▸ Description of the task: The records follow. Copy each one exactly.
#####
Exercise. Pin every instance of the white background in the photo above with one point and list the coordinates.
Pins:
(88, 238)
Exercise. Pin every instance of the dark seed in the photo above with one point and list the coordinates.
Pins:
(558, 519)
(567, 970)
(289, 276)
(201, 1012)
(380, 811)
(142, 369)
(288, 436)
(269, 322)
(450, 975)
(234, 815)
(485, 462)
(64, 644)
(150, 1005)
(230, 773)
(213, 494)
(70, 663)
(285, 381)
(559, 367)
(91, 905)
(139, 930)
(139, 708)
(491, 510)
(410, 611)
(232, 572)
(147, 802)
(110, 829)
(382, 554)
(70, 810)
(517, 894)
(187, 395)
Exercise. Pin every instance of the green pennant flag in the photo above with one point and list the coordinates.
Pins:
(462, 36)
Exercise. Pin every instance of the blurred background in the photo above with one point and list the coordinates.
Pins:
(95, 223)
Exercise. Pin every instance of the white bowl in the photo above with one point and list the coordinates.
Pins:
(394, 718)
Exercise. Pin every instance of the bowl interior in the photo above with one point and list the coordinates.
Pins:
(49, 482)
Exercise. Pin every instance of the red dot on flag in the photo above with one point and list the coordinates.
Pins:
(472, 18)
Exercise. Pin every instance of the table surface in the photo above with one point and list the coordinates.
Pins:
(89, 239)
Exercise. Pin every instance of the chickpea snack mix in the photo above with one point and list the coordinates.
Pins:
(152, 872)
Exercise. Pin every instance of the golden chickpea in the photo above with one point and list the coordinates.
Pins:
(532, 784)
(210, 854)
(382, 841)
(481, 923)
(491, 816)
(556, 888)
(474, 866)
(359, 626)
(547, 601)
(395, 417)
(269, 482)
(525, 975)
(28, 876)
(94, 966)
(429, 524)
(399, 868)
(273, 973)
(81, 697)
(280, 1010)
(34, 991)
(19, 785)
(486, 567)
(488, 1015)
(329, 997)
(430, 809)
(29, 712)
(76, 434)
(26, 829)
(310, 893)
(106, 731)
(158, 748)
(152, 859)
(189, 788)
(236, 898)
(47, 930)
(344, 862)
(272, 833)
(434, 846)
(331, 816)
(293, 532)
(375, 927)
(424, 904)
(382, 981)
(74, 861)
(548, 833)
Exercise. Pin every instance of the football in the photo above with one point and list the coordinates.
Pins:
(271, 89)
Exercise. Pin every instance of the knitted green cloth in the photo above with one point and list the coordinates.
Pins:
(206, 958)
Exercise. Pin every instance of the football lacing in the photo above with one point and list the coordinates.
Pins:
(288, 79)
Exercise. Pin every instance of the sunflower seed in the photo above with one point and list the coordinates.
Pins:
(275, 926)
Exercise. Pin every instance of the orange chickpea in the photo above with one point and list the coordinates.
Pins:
#####
▸ Solution for this problem:
Exercise. Pin every instance of the white background in the photo above with one point and list the coordinates.
Pins:
(88, 238)
Exercise. Pin every instance of the dark seed in the photo above with one point and list the coordinates.
Pins:
(558, 519)
(567, 970)
(289, 276)
(201, 1012)
(380, 811)
(142, 369)
(288, 436)
(269, 322)
(450, 975)
(234, 815)
(485, 462)
(64, 644)
(150, 1005)
(230, 773)
(213, 494)
(70, 663)
(285, 381)
(559, 367)
(91, 905)
(139, 930)
(139, 708)
(491, 510)
(410, 611)
(232, 572)
(147, 802)
(110, 829)
(382, 554)
(70, 810)
(517, 894)
(187, 395)
Exercise. Pin every instance of the green pennant flag in the photo above with one point and list the coordinates.
Pins:
(462, 36)
Exercise. Pin every instance of the blurred background in the photo above with one point and list the coordinates.
Pins:
(95, 223)
Exercise. Pin every instance of the white bowl in the photo above with one point and list the coordinates.
Pins:
(394, 718)
Exercise. Pin every instance of the bowl interior in the photo above with one point and list the coordinates.
Pins:
(49, 482)
Exercise. Pin every instance of the red dot on flag in the photo above with one point and list the coordinates.
Pins:
(472, 18)
Exercise. Pin every instance of the table surface in the photo above with one point and list the coordinates.
Pins:
(89, 239)
Exercise. Pin every instance of the chickpea snack mix in the photo above with one point and list the coordinates.
Pins:
(152, 872)
Exercise. Pin every instance of the golden chickpea in the photo above with one point and list the coordinates.
Pins:
(532, 784)
(210, 854)
(382, 841)
(481, 923)
(491, 816)
(556, 888)
(474, 866)
(359, 626)
(547, 601)
(395, 417)
(269, 482)
(525, 975)
(28, 876)
(94, 966)
(429, 524)
(399, 868)
(273, 973)
(81, 697)
(280, 1010)
(34, 991)
(19, 785)
(486, 567)
(488, 1015)
(329, 997)
(430, 809)
(29, 712)
(76, 434)
(26, 829)
(310, 893)
(106, 731)
(158, 748)
(152, 859)
(189, 788)
(236, 898)
(47, 930)
(344, 862)
(272, 833)
(434, 846)
(331, 816)
(293, 532)
(375, 927)
(424, 904)
(382, 981)
(74, 861)
(548, 833)
Exercise. Pin every instance of the football in the photo above with one point and list the coordinates.
Pins:
(271, 89)
Exercise. Pin every instance of the knitted green cloth in the photo above with one point and list the coordinates.
Pins:
(206, 958)
Exercise. Pin every instance of the football lacing in the photo above with one point and list the coordinates.
Pins:
(288, 79)
Exercise. Pin every instance of the sunflower seed in the photo above with one point and list the coordinates.
Pins:
(275, 926)
Exercise. Pin every instance of the orange chickpea in the photo above with one point and list the coordinates.
Pins:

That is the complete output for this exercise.